What you are asked to do: In the entries below, find the lines that include "vehicle" and give their number as the whole reply.

Referring expression pointing data:
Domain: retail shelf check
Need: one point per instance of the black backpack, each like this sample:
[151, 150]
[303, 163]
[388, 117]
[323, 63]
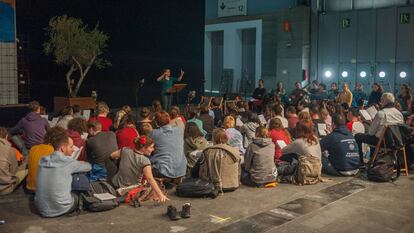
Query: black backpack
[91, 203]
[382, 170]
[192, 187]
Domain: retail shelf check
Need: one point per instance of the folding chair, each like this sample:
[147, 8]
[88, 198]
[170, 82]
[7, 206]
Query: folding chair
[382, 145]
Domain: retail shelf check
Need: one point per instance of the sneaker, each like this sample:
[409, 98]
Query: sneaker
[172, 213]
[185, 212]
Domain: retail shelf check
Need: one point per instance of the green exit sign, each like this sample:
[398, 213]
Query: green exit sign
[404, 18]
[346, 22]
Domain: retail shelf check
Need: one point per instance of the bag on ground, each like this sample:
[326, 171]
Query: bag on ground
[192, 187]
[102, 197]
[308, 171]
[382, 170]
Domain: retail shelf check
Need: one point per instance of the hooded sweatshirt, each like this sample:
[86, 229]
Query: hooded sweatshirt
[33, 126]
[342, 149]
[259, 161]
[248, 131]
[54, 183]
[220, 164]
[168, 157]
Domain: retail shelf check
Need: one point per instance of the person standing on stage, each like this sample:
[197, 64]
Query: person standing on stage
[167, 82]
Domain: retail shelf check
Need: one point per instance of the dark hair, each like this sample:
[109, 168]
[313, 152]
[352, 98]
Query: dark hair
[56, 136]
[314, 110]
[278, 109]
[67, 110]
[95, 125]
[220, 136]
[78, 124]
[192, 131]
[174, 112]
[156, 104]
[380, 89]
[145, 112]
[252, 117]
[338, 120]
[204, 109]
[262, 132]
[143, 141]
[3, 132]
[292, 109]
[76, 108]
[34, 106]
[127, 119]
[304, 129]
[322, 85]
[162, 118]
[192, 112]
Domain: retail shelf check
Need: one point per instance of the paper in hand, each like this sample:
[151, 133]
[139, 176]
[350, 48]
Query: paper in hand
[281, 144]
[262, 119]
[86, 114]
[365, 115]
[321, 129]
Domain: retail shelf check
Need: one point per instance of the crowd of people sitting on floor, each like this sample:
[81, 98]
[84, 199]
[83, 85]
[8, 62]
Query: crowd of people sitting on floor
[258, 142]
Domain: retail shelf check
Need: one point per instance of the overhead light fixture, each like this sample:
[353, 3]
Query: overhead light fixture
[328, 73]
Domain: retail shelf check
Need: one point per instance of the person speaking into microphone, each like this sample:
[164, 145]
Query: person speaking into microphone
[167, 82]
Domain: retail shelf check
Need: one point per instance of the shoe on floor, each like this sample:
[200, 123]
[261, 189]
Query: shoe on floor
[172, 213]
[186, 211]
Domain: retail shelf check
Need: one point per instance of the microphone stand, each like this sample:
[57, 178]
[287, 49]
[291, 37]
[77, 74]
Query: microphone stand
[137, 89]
--
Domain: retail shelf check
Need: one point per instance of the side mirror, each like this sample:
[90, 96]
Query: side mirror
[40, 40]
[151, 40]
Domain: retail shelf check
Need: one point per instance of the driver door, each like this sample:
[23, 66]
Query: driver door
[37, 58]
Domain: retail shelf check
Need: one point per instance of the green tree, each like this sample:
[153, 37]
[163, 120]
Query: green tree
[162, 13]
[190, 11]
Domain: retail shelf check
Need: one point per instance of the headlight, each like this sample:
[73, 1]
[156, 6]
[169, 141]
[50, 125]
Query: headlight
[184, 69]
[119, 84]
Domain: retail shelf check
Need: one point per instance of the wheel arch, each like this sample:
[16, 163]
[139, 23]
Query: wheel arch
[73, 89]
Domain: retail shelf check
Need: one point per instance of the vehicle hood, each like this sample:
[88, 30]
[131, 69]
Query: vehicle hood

Answer space: 2